Transcribe the material exactly. Images do not belong in the copy.

## START

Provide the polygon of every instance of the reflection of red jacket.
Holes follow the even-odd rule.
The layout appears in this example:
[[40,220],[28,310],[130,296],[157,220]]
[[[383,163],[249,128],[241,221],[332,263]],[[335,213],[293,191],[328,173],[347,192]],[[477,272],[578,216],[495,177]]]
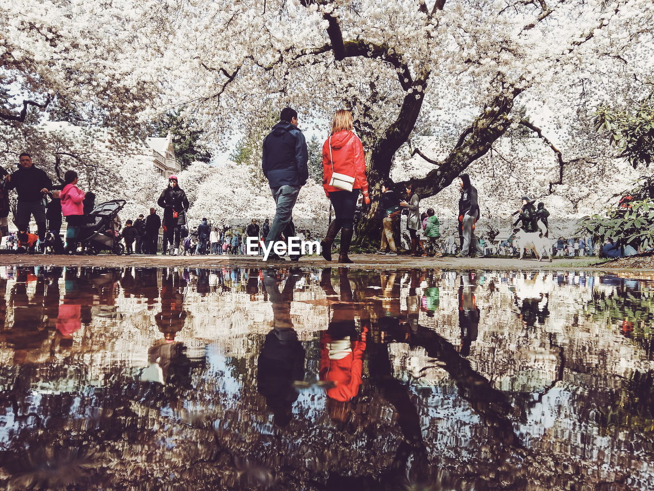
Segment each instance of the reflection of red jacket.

## END

▶ _Output for this task_:
Provide the polygon of every instance of the reflection of red jacket.
Holes follow the even-odd rule.
The layout appears in this example:
[[40,220],[28,310],[130,296],[157,220]]
[[[383,163],[249,128],[241,221],[332,263]],[[335,213],[293,191],[328,173],[347,192]],[[477,272],[578,216],[495,177]]]
Segment each instance of the reflection of red jacket.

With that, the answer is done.